## Work request:
Each entry below should be reproduced character for character.

## Excerpted data:

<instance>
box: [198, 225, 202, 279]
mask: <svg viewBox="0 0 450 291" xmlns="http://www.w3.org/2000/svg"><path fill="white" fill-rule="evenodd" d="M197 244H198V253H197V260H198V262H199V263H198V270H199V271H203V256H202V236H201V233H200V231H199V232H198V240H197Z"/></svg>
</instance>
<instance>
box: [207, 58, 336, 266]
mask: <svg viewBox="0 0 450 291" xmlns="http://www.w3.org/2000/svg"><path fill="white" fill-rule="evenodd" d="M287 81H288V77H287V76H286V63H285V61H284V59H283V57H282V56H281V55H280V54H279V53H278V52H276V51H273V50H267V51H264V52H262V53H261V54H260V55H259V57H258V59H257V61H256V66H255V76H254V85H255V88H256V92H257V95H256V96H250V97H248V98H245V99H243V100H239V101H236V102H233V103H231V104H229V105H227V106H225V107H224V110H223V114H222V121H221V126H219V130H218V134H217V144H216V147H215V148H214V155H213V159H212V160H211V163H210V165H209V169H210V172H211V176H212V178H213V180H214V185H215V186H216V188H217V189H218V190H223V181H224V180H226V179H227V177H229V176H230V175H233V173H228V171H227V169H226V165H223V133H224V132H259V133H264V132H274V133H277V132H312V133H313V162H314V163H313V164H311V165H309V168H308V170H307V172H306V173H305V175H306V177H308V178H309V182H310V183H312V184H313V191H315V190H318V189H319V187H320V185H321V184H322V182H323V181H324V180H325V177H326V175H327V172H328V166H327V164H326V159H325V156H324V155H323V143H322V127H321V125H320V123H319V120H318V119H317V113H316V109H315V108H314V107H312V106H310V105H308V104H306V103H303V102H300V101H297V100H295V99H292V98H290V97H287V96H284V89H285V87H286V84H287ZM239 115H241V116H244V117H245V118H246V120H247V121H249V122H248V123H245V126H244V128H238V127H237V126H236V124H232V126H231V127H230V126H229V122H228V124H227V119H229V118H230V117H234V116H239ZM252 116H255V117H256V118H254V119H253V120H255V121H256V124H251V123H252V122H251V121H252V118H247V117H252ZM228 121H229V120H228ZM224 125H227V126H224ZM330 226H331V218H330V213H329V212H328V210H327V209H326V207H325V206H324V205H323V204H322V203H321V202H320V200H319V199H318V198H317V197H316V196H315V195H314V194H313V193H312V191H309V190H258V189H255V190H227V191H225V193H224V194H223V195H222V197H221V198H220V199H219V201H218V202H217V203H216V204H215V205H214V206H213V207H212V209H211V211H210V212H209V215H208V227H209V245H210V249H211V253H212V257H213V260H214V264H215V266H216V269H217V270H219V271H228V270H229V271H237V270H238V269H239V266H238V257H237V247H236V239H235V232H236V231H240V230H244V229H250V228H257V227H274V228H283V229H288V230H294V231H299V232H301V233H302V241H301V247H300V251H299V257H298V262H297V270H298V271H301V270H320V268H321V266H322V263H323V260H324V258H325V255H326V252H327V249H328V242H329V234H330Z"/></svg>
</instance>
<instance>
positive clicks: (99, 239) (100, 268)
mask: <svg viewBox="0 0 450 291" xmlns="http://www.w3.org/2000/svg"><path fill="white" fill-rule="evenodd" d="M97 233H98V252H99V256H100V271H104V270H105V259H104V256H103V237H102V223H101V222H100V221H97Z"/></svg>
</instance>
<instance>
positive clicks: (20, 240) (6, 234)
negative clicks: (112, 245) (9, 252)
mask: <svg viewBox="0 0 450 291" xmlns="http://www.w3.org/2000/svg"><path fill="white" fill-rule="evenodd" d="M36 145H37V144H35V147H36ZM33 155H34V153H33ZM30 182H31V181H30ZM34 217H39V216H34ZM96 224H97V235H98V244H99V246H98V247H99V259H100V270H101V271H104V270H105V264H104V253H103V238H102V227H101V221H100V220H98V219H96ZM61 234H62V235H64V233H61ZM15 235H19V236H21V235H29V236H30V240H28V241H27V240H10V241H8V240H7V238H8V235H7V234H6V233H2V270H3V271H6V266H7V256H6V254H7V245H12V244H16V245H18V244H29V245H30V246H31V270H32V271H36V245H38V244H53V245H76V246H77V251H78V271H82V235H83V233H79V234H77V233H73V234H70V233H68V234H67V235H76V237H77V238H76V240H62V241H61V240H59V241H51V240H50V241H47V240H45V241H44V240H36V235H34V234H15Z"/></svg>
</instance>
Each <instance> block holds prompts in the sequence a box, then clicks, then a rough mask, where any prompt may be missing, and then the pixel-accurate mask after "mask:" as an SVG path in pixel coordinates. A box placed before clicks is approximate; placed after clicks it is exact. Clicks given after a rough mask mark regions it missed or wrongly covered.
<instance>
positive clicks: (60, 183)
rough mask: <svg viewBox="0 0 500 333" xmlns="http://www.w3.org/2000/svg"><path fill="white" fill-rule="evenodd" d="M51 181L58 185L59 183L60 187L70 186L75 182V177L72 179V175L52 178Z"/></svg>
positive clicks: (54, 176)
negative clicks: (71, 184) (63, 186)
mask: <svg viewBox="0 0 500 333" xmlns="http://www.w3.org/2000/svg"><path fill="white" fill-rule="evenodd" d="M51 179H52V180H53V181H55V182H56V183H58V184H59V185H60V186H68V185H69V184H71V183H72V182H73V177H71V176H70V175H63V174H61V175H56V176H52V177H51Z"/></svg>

## Exercise result:
<instance>
box: [198, 225, 202, 279]
mask: <svg viewBox="0 0 450 291" xmlns="http://www.w3.org/2000/svg"><path fill="white" fill-rule="evenodd" d="M197 244H198V253H197V260H198V262H199V263H198V270H199V271H203V256H202V236H201V233H200V231H199V232H198V240H197Z"/></svg>
</instance>
<instance>
box: [207, 58, 336, 266]
mask: <svg viewBox="0 0 450 291" xmlns="http://www.w3.org/2000/svg"><path fill="white" fill-rule="evenodd" d="M287 81H288V77H287V76H286V63H285V61H284V59H283V57H282V56H281V55H280V54H279V53H278V52H276V51H273V50H267V51H264V52H262V53H261V54H260V55H259V57H258V59H257V61H256V66H255V76H254V85H255V88H256V92H257V95H256V96H250V97H248V98H245V99H243V100H239V101H236V102H233V103H231V104H229V105H227V106H225V107H224V110H223V114H222V121H221V126H219V130H218V134H217V144H216V147H215V148H214V155H213V159H212V160H211V163H210V165H209V169H210V172H211V176H212V178H213V180H214V185H215V186H216V188H217V189H218V190H223V181H224V180H226V179H227V177H229V176H230V175H233V173H228V171H227V169H226V165H223V133H224V132H259V133H264V132H274V133H277V132H312V133H313V162H314V163H313V164H311V165H309V168H308V170H307V172H306V173H305V175H306V177H308V178H309V182H310V183H312V184H313V191H315V190H318V189H319V187H320V185H321V184H322V182H323V181H324V180H325V177H326V175H327V172H328V166H327V164H326V159H325V156H324V155H323V143H322V127H321V125H320V123H319V120H318V119H317V113H316V109H315V108H314V107H312V106H310V105H308V104H306V103H303V102H300V101H297V100H295V99H292V98H290V97H287V96H284V89H285V87H286V84H287ZM239 115H241V116H244V117H245V118H246V120H247V121H249V122H248V123H245V126H244V128H238V127H237V126H236V124H232V126H231V127H230V126H229V122H228V124H227V119H229V118H230V117H234V116H239ZM252 116H255V117H256V118H254V119H253V120H255V121H256V124H251V123H252V122H251V121H252V118H247V117H252ZM228 121H229V120H228ZM224 125H227V126H224ZM330 226H331V218H330V213H329V212H328V210H327V209H326V207H325V206H324V205H323V204H322V203H321V202H320V200H319V199H318V198H317V197H316V196H315V195H314V194H313V193H312V191H309V190H258V189H255V190H227V191H225V193H224V194H223V195H222V197H221V198H220V199H219V201H218V202H217V203H216V204H215V205H214V206H213V207H212V209H211V211H210V212H209V215H208V227H209V245H210V249H211V253H212V257H213V260H214V264H215V266H216V269H217V270H219V271H228V270H229V271H237V270H238V269H239V266H238V257H237V247H236V239H235V232H236V231H240V230H244V229H250V228H257V227H274V228H283V229H288V230H294V231H299V232H301V233H302V241H301V247H300V251H299V257H298V262H297V270H298V271H301V270H320V268H321V266H322V263H323V260H324V258H325V255H326V252H327V249H328V242H329V234H330Z"/></svg>
</instance>
<instance>
positive clicks: (99, 239) (100, 268)
mask: <svg viewBox="0 0 450 291" xmlns="http://www.w3.org/2000/svg"><path fill="white" fill-rule="evenodd" d="M97 233H98V252H99V256H100V271H104V270H105V259H104V256H103V237H102V223H101V222H100V221H97Z"/></svg>
</instance>
<instance>
positive clicks: (20, 240) (6, 234)
negative clicks: (112, 245) (9, 252)
mask: <svg viewBox="0 0 450 291" xmlns="http://www.w3.org/2000/svg"><path fill="white" fill-rule="evenodd" d="M36 145H37V144H35V147H36ZM33 155H34V153H33ZM30 182H31V181H30ZM34 217H39V216H34ZM96 224H97V235H98V244H99V246H98V247H99V259H100V270H101V271H104V270H105V264H104V253H103V238H102V227H101V221H100V220H98V219H96ZM61 234H62V235H64V233H61ZM15 235H19V236H21V235H29V236H30V240H28V241H27V240H10V241H8V240H7V238H8V235H7V234H6V233H2V270H3V271H6V266H7V256H6V254H7V245H12V244H16V245H18V244H29V245H30V246H31V270H32V271H36V245H38V244H53V245H76V246H77V251H78V271H82V235H83V233H79V234H77V233H73V234H70V233H68V234H67V235H76V237H77V238H76V240H62V241H61V240H59V241H51V240H50V241H47V240H45V241H44V240H36V235H34V234H15Z"/></svg>
</instance>
Each <instance> block holds prompts in the sequence a box, then clicks, then a rough mask, where any prompt may be missing, and then the pixel-accurate mask after "mask:" as an SVG path in pixel coordinates. A box placed before clicks is approximate; placed after clicks it is exact. Clicks given after a rough mask mark regions it missed or wrongly covered.
<instance>
positive clicks: (60, 183)
rough mask: <svg viewBox="0 0 500 333" xmlns="http://www.w3.org/2000/svg"><path fill="white" fill-rule="evenodd" d="M51 181L58 185L59 183L60 187L70 186L75 182V177L72 179V175L52 178Z"/></svg>
positive clicks: (54, 176)
negative clicks: (71, 184) (63, 186)
mask: <svg viewBox="0 0 500 333" xmlns="http://www.w3.org/2000/svg"><path fill="white" fill-rule="evenodd" d="M51 179H52V180H53V181H55V182H56V183H58V184H59V185H60V186H68V185H69V184H71V183H72V182H73V177H71V176H70V175H63V174H61V175H56V176H52V177H51Z"/></svg>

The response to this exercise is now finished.